> **Records to use**:
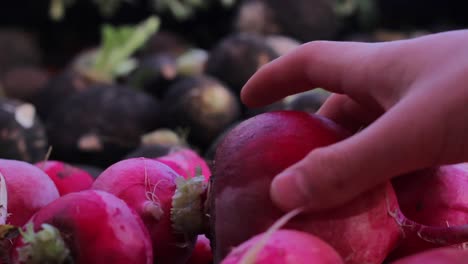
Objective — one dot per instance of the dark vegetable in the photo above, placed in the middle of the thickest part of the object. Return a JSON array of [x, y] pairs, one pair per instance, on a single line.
[[23, 82], [18, 48], [237, 57], [102, 124], [201, 104], [154, 74], [22, 133], [102, 65], [304, 20]]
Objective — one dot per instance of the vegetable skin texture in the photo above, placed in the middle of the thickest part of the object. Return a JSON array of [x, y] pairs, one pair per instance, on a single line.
[[186, 162], [258, 149], [118, 236], [66, 177], [202, 253], [435, 197], [148, 187], [29, 189], [287, 247], [436, 256]]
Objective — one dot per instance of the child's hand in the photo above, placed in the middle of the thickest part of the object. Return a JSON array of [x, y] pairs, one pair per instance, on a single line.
[[410, 97]]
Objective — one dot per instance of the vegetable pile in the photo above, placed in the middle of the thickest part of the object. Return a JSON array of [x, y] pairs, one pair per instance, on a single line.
[[139, 150]]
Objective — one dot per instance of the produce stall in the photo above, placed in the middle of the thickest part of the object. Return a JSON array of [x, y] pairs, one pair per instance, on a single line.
[[124, 138]]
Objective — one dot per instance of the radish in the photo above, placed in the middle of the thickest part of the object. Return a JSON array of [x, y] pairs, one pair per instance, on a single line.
[[186, 162], [437, 256], [259, 148], [202, 253], [3, 200], [286, 246], [84, 227], [66, 177], [170, 206], [29, 189], [434, 197]]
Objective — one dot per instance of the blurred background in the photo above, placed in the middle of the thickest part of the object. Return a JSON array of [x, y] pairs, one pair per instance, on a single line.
[[95, 81]]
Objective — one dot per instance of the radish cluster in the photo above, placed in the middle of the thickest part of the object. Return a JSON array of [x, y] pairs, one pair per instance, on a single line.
[[174, 209]]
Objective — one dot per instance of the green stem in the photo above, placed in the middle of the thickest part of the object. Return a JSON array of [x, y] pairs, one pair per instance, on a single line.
[[44, 246], [118, 44], [187, 205]]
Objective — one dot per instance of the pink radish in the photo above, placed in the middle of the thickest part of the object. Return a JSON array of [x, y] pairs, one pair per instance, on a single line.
[[66, 177], [171, 207], [84, 227], [28, 189], [259, 148], [202, 253], [186, 162], [3, 200], [437, 256], [435, 198], [285, 246]]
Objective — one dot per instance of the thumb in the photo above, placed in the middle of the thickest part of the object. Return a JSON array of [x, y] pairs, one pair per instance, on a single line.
[[330, 176]]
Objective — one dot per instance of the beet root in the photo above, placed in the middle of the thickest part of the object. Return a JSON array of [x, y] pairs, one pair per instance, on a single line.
[[261, 147]]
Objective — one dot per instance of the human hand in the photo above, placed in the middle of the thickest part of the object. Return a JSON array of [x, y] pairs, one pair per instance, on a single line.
[[410, 97]]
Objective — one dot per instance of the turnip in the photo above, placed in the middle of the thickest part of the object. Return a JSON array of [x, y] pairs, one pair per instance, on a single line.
[[101, 65], [436, 256], [102, 124], [84, 227], [362, 231], [66, 177], [201, 104], [186, 163], [436, 198], [28, 189], [171, 207], [23, 135], [237, 57]]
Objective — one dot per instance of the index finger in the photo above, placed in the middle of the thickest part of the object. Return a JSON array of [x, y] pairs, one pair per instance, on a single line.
[[340, 67]]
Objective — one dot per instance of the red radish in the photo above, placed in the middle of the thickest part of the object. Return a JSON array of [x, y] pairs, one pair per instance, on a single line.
[[29, 189], [259, 148], [286, 246], [437, 256], [84, 227], [202, 253], [433, 197], [3, 200], [171, 207], [66, 177], [186, 162]]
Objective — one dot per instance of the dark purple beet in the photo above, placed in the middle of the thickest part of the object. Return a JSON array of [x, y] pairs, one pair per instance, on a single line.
[[154, 74], [22, 134], [202, 105], [24, 82], [102, 124], [237, 57], [304, 20], [18, 48]]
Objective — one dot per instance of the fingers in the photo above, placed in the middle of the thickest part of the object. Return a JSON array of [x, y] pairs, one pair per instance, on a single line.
[[347, 113], [341, 67], [396, 143]]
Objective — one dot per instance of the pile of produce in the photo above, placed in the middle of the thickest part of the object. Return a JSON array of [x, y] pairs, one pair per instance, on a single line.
[[138, 148]]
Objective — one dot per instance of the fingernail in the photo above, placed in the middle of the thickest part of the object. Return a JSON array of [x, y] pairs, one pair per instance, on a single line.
[[285, 192]]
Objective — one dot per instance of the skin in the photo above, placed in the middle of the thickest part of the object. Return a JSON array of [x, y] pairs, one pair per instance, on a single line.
[[406, 100]]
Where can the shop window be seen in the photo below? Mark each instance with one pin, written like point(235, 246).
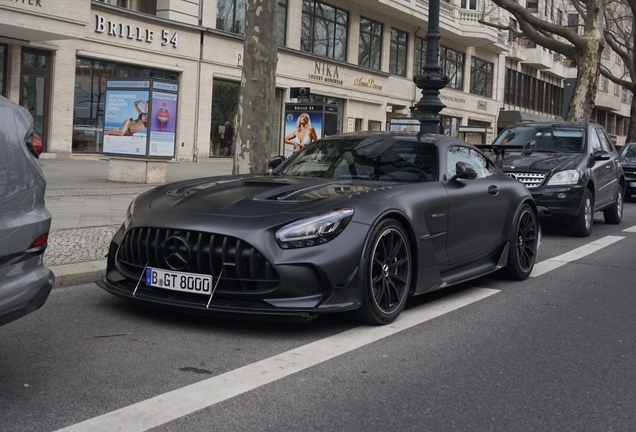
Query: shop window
point(420, 55)
point(452, 64)
point(3, 69)
point(481, 75)
point(370, 44)
point(324, 30)
point(468, 4)
point(397, 59)
point(90, 92)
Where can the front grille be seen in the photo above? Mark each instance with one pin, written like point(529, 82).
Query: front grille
point(244, 268)
point(531, 180)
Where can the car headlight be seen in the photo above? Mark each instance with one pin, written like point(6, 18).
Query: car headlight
point(315, 229)
point(129, 213)
point(564, 178)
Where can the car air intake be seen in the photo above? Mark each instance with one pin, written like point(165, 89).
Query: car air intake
point(244, 268)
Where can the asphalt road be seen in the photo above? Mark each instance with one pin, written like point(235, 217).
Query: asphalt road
point(554, 352)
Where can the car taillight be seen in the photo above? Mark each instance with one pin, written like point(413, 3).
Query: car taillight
point(34, 144)
point(39, 241)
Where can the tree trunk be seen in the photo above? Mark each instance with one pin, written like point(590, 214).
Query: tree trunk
point(631, 129)
point(258, 87)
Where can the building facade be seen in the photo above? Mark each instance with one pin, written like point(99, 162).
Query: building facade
point(355, 58)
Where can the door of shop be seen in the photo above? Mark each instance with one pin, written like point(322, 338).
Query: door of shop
point(34, 96)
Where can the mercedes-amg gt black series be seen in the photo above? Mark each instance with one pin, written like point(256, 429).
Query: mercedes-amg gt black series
point(354, 222)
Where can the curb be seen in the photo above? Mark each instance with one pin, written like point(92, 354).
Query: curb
point(78, 273)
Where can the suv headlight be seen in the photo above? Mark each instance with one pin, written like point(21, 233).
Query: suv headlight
point(129, 213)
point(314, 230)
point(564, 178)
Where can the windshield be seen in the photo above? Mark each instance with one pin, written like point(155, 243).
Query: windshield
point(383, 159)
point(549, 139)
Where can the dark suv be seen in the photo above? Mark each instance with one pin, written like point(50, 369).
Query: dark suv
point(571, 169)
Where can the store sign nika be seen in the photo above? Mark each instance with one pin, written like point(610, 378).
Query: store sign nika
point(326, 72)
point(111, 28)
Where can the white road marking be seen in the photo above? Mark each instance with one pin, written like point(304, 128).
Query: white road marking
point(170, 406)
point(553, 263)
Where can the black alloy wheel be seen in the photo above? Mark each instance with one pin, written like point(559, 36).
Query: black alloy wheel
point(387, 274)
point(524, 243)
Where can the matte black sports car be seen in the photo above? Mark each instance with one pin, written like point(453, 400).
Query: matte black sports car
point(355, 222)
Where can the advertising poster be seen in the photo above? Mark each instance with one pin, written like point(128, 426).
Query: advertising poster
point(126, 122)
point(303, 125)
point(163, 119)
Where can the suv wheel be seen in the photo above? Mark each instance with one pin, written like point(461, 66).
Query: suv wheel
point(581, 225)
point(614, 214)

> **What you need to do**:
Put every line of the records above into a numbered list, omitting blank lines and leaving out the pictures.

> **Task response**:
1. Objective — one dot per instance of the dark vegetable in the photo above, placed in the middle of the thickest part of the object. Return a JSON array of [x, y] pairs, one pair per instance, on a single line.
2. [[23, 82], [18, 48], [237, 57], [102, 124], [201, 104], [154, 74], [22, 133], [102, 65], [304, 20]]
3. Objective — one dot per instance of the vegetable skin texture in the photo above, placed in the middle of the thickest part of the object. Return a JSON array of [x, y] pairs, one pair per instance, on a single line.
4. [[186, 162], [258, 149], [118, 236], [66, 177], [202, 253], [435, 197], [148, 187], [29, 189], [287, 247], [436, 256]]
5. Objective — one dot per instance of the child's hand in the photo above, placed in the middle of the thickest part of the object. Return a JSON array of [x, y] pairs, one pair per instance, on a single line.
6. [[410, 97]]
7. Objective — one dot per instance of the vegetable pile in the photo above, placed in the middle of the thickest part of the object. Return a JSON array of [x, y] pairs, one pair per instance, on a single line.
8. [[139, 150]]
9. Objective — one dot per instance of the produce stall in the photo above, placed in the middle of the thickest part of the object. Return a JSON array of [x, y] pairs, one pair per instance, on a single line.
10. [[124, 138]]
11. Objective — one dot per instance of the radish in the photo above, placed in the middle of the thickest part of the object. Return a JSON array of [x, y] pairs, one pair per instance, on a single line.
12. [[186, 162], [437, 256], [259, 148], [202, 253], [3, 200], [286, 246], [84, 227], [66, 177], [170, 206], [29, 189], [434, 197]]
13. Objective — one dot per instance of the blurred background in the photo above, placed in the middle of the thickest part of the object. Return a JSON array of [x, y] pairs, one pair per instance, on a single line.
14. [[95, 81]]
15. Objective — one dot per instance of the radish cluster in the photo above, placed in the middle of the thickest part of the object. Return a JSON array of [x, y] pairs, one pair per instance, on a single line.
16. [[174, 209]]
17. Objective — one dot per instance of the green stem in the photo above, placed in the middle of the thickest part of the object. Return a JSON array of [x, y] pairs, one pair per instance, on a single line.
18. [[44, 246], [118, 44], [187, 205]]
19. Objective — one dot per instance of the pink radish in the photo above, placed in the middle of the thickest part of the object. Return a JSON array of [x, y] pairs, one pair per instance, on a single line.
20. [[66, 177], [171, 207], [84, 227], [28, 189], [259, 148], [202, 253], [186, 162], [3, 200], [437, 256], [435, 198], [285, 246]]
21. Objective — one dot per instance of the thumb in the photo above, placed in the middle of the thickest part of the object. Return a JSON array of [x, y] pairs, one pair per instance, on a single line.
22. [[330, 176]]
23. Objective — one dot per instance of the beet root in the photo above, placed in the middle of the thickest part of the object. Return a JSON array of [x, y] pairs, one pair per instance, on a single line.
24. [[261, 147]]
25. Objective — one dot per instance of the human hand in the photo above, placed in the middle of the thickest part of the object. Return a JSON array of [x, y] pairs, one pair per instance, on a single line.
26. [[410, 97]]
27. Objective — one dot per instance of the turnip in the photo above, placed in the middle of the thickest part of the object. Return a JSON array of [x, y] pairs, one pair per instance, on a single line.
28. [[101, 65], [436, 256], [102, 124], [84, 227], [362, 231], [66, 177], [201, 104], [186, 163], [436, 198], [28, 189], [171, 207], [23, 135], [237, 57]]
29. Objective — one dot per instance of the index finger in the photo above, placed in the middle of the thickest part of the object. Return a JSON array of [x, y] pairs, one pair per instance, on a single line.
30. [[340, 67]]
31. Objective — one dot per instance of the red radish in the photo above, placed in the middle of the thickest part of the object. Return a JSON array of [x, y] pairs, one pair per instance, on a single line.
32. [[29, 189], [259, 148], [286, 246], [437, 256], [84, 227], [202, 253], [433, 197], [3, 200], [171, 207], [66, 177], [186, 162]]
33. Objective — one dot per instance of the dark purple beet in the photo above, placed in the middle of the thickest part of the object. Return a JSON array of [x, y] pairs, one pair per instance, on a single line.
34. [[154, 74], [22, 134], [202, 105], [24, 82], [102, 124], [237, 57], [304, 20], [18, 48]]
35. Objective — one dot per instance of the fingers in the photo above, placed in the middle of the thickest part of the object. Return a JSON array of [x, y] pairs, one pair per instance, on a single line.
36. [[347, 113], [341, 67], [396, 143]]
37. Objective — one dot per instance of the pile of produce in the photo above, placed in the middle of the thickest part of the object. Return a JSON array of [x, y] pairs, one pair per instance, on a single line.
38. [[138, 148]]
39. Objective — one dot per instance of the fingernail in the photo above, placed in the middle of the thickest part of the object. Return a JSON array of [x, y] pairs, one pair per instance, on a single line.
40. [[285, 192]]
41. Objective — one dot per instance of the skin in the photo above, placed in the middle of the thickest part of the object. Return a JSON array of [x, y] pairs, one pair per instance, on a single line.
42. [[406, 100]]
43. Where can the shop window be seen in the photo below? Mark each instance with one pin, written like point(235, 246).
44. Query: shop window
45. point(420, 55)
46. point(452, 64)
47. point(3, 69)
48. point(481, 75)
49. point(370, 44)
50. point(324, 30)
51. point(468, 4)
52. point(397, 59)
53. point(90, 92)
54. Where can the front grille be seen in the photo above? Mark each instance with one pin, written like point(529, 82).
55. Query: front grille
56. point(244, 268)
57. point(531, 180)
58. Where can the car headlight be seen in the photo above? Mark each instance with one pin, written like point(6, 18).
59. Query: car headlight
60. point(315, 229)
61. point(129, 213)
62. point(564, 178)
63. Where can the car air intake be seen in the photo above? Mark each instance with one pin, written like point(165, 89).
64. Query: car air intake
65. point(244, 268)
66. Where can the asphalt road be seen in the photo above? Mark each instance with one pin, written like point(235, 217).
67. Query: asphalt road
68. point(554, 352)
69. Where can the car taillight be seen in the photo above? Mark each instance with one pin, written like point(413, 3).
70. Query: car taillight
71. point(34, 144)
72. point(39, 241)
73. Where can the tree trunk be seen in the photo above? Mark each instance with one pin, written like point(590, 214).
74. Query: tree trunk
75. point(631, 129)
76. point(258, 87)
77. Where can the building facade be seen in the photo above? Mark each instance with one pin, written like point(99, 162).
78. Query: building facade
79. point(355, 58)
80. Where can the door of shop be seen in the photo above? Mark each instance with one pin, written like point(322, 338).
81. Query: door of shop
82. point(34, 96)
83. Where can the mercedes-amg gt black series be seen in the photo above? Mark each instance with one pin, written like point(256, 429).
84. Query: mercedes-amg gt black series
85. point(354, 222)
86. Where can the curb be seen in the photo above? Mark each instance with one pin, written like point(92, 354).
87. Query: curb
88. point(78, 273)
89. Where can the suv headlight be seen in the photo above? Mark each instance with one pin, written like point(21, 233).
90. Query: suv headlight
91. point(129, 213)
92. point(314, 230)
93. point(564, 178)
94. Where can the windshield be seen in the photo above? Mark each instance with one pin, written like point(155, 243).
95. Query: windshield
96. point(383, 159)
97. point(549, 139)
98. Where can the dark suv be seen in the photo above? Mark each instance with one pin, written like point(50, 369).
99. Query: dark suv
100. point(571, 169)
101. Where can the store sign nika be seen in the photo above? Mark each instance with one pin, written like point(610, 378).
102. Query: store sign nika
103. point(326, 72)
104. point(111, 28)
105. Where can the white road marking be seen in the photo above? Mark each instance with one pin, written like point(304, 128).
106. Query: white road marking
107. point(170, 406)
108. point(553, 263)
109. Where can the black alloy wheel be seen in the photo above? Mark each instance with one pin, written like point(559, 36).
110. Query: black alloy wheel
111. point(387, 274)
112. point(524, 243)
113. Where can the matte black sports car be seen in the photo above? Mark each instance with one pin, written like point(453, 400).
114. Query: matte black sports car
115. point(355, 222)
116. Where can the advertising poster be seen in the photo above? Mark each instance with one pin, written like point(128, 426).
117. Query: advertising poster
118. point(126, 122)
119. point(303, 125)
120. point(163, 119)
121. Where can the suv wheel be seen in the photo above? Mark each instance with one pin, written like point(461, 66).
122. Query: suv wheel
123. point(581, 225)
124. point(614, 214)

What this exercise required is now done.